Alliot-Marie s’attaque aux «syndicalistes» de l’armée

Libération – Samedi 14 décembre :

Cet article peut être lu directement sur le site du périodique « Libération » en [cliquant ici].

Le ministère de la Défense menace de sanctions les militaires adhérents de «l’association».

Le ministère de la Défense ne veut pas de syndicat dans les armées. Dans une note confidentielle destinée aux états-majors, Philippe Marland, directeur du cabinet de Michèle Alliot-Marie, vient de rappeler ses troupes à l’ordre : pas question d’adhérer à l’Adefdromil, l’Association de défense des droits des militaires. Officiellement constituée à la rentrée (Libération du 14 septembre), l’Adefdromil revendique aujourd’hui 450 adhérents, «du simple soldat au colonel», selon son principal animateur, Michel Bavoil, capitaine à la retraite.

Dans une lettre du 28 novembre, le directeur du cabinet de MAM affirme que l’Adefdromil possède un «caractère syndical», totalement incompatible avec le statut général des militaires de 1972 qui interdit «les groupements professionnels militaires à caractère syndical». «En conséquence, écrit Philippe Marland, les destinataires de la présente note prendront toutes les mesures qu’ils jugeront utiles afin d’informer les militaires en activité de service relevant de leur autorité qu’ils ne peuvent adhérer à cette association, sous peine de sanctions disciplinaires.» Dans les jours à venir, les états-majors devraient donc adresser un courrier aux rares adhérents identifiés pour leur demander de démissionner de l’Adefdromil.

«Retour en arrière». Premier visé, le médecin-chef Claude Debeir, président de l’association : «Je n’ai encore rien reçu, indique- t-il. Après mon élection, j’avais pourtant normalement rendu compte à ma hiérarchie.» Ancien toubib à bord des sous-marins, Claude Debeir est aujourd’hui affecté dans un centre médical de la gendarmerie en Seine-Saint-Denis. «La décision ministérielle est un retour en arrière extraordinaire, affirme-t-il, mais je serai sans doute obligé de démissionner de mes responsabilités.»

Entrées affichées:
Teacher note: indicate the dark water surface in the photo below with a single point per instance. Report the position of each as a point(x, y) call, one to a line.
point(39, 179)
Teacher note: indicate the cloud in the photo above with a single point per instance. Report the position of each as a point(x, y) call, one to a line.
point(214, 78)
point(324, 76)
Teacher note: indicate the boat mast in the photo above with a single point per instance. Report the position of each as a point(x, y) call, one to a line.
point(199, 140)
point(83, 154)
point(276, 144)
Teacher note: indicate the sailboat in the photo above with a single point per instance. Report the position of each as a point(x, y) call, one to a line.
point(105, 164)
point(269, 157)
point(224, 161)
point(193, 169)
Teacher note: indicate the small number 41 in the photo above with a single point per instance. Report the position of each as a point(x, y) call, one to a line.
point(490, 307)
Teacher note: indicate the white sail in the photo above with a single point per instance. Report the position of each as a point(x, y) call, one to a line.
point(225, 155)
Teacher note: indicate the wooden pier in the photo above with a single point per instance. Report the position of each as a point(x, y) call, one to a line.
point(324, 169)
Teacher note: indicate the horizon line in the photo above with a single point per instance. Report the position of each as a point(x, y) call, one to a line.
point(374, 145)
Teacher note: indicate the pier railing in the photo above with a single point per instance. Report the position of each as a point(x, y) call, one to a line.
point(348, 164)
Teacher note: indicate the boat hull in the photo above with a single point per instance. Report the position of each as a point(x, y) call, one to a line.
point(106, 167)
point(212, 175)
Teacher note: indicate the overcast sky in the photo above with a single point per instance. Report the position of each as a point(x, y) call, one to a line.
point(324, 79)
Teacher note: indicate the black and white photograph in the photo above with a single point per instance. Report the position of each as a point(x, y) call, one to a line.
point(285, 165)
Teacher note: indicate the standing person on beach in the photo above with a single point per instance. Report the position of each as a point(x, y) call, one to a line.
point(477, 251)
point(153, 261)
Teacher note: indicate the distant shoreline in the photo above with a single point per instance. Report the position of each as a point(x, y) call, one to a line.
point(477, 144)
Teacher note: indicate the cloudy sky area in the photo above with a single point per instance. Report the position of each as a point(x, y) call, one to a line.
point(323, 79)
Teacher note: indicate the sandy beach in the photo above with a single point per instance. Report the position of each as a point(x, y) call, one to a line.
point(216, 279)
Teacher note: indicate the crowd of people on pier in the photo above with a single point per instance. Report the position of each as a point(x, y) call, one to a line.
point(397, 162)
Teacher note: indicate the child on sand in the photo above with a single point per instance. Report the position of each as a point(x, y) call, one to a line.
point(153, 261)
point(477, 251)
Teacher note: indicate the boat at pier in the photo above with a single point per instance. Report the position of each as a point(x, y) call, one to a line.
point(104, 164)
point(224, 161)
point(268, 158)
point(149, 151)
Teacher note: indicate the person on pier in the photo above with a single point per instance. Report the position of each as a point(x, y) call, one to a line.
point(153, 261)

Objectif du travail:
Transcrivez fidèlement le passage de l'article sur l'Adefdromil qui commence par les mots contenant « Dans une lettre » et se termine par « démissionner de l’Adefdromil. ».

Zone de réponse:
Dans une lettre du 28 novembre, le directeur du cabinet de MAM affirme que l’Adefdromil possède un «caractère syndical», totalement incompatible avec le statut général des militaires de 1972 qui interdit «les groupements professionnels militaires à caractère syndical». «En conséquence, écrit Philippe Marland, les destinataires de la présente note prendront toutes les mesures qu’ils jugeront utiles afin d’informer les militaires en activité de service relevant de leur autorité qu’ils ne peuvent adhérer à cette association, sous peine de sanctions disciplinaires.» Dans les jours à venir, les états-majors devraient donc adresser un courrier aux rares adhérents identifiés pour leur demander de démissionner de l’Adefdromil.